**REQUIRED TASK:**
Write each line exactly as it stands, from the line containing "Q: innermost point of each instance of the ornamental" through the end of the data.
>>>>
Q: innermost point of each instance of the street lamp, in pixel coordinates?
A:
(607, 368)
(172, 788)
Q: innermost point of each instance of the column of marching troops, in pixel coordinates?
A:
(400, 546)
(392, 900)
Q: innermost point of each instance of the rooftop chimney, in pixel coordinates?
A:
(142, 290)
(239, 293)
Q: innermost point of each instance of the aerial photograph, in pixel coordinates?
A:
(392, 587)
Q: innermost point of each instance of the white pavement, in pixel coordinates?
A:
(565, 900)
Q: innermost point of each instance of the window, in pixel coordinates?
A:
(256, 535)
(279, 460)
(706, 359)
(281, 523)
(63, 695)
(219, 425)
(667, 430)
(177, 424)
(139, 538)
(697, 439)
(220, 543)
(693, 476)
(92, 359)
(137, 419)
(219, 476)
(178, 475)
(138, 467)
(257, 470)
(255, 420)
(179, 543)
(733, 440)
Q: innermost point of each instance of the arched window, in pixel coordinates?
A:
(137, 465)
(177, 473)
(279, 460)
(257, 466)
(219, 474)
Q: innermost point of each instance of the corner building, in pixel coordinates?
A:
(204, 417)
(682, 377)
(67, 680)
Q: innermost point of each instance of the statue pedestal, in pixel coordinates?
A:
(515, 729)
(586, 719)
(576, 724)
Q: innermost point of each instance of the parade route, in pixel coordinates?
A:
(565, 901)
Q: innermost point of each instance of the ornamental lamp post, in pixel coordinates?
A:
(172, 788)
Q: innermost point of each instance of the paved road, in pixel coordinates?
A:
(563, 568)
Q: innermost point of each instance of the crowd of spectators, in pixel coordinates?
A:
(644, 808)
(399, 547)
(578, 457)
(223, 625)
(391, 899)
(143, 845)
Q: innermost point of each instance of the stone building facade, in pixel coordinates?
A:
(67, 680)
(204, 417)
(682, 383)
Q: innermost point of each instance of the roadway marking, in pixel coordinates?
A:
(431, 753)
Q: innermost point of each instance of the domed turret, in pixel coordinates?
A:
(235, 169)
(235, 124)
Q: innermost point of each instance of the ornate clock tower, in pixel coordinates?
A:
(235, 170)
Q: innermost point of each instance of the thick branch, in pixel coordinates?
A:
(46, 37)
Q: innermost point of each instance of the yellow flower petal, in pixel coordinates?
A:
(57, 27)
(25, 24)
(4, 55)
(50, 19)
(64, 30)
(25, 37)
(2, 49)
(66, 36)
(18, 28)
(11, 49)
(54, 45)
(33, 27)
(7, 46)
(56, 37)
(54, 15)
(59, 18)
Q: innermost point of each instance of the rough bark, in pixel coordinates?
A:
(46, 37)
<<<<
**TASK SOLUTION:**
Q: innermost point of each instance of the ornamental lamp post, in pixel coordinates?
A:
(172, 788)
Q: innermost point of each instance of the paved road, in pixel coordinates?
A:
(563, 568)
Q: innermost point of each instance of the crowd of spectators, in pixel coordinates?
A:
(644, 808)
(399, 547)
(578, 457)
(223, 625)
(391, 899)
(143, 845)
Q: innermost point of each instance of the stone building facade, in pixel coordinates?
A:
(67, 680)
(204, 417)
(682, 383)
Q: innermost point of each instance of the roadway marking, in pixel coordinates?
A:
(431, 753)
Q: innermost point of each instance of the domed turret, in pixel coordinates?
A:
(235, 169)
(235, 124)
Q: innermost point of each instance of the ornate clock tower, in pixel coordinates?
A:
(235, 170)
Q: innermost point of each instance of the thick branch, in pixel coordinates?
A:
(46, 37)
Q: innermost point of each instance of the yellow flower petal, in pixel coordinates?
A:
(57, 27)
(25, 24)
(4, 55)
(50, 19)
(64, 30)
(25, 37)
(2, 49)
(66, 36)
(18, 28)
(11, 49)
(54, 45)
(33, 27)
(7, 46)
(56, 37)
(54, 15)
(59, 18)
Q: innermost point of each instance of the rough bark, in pixel coordinates?
A:
(46, 37)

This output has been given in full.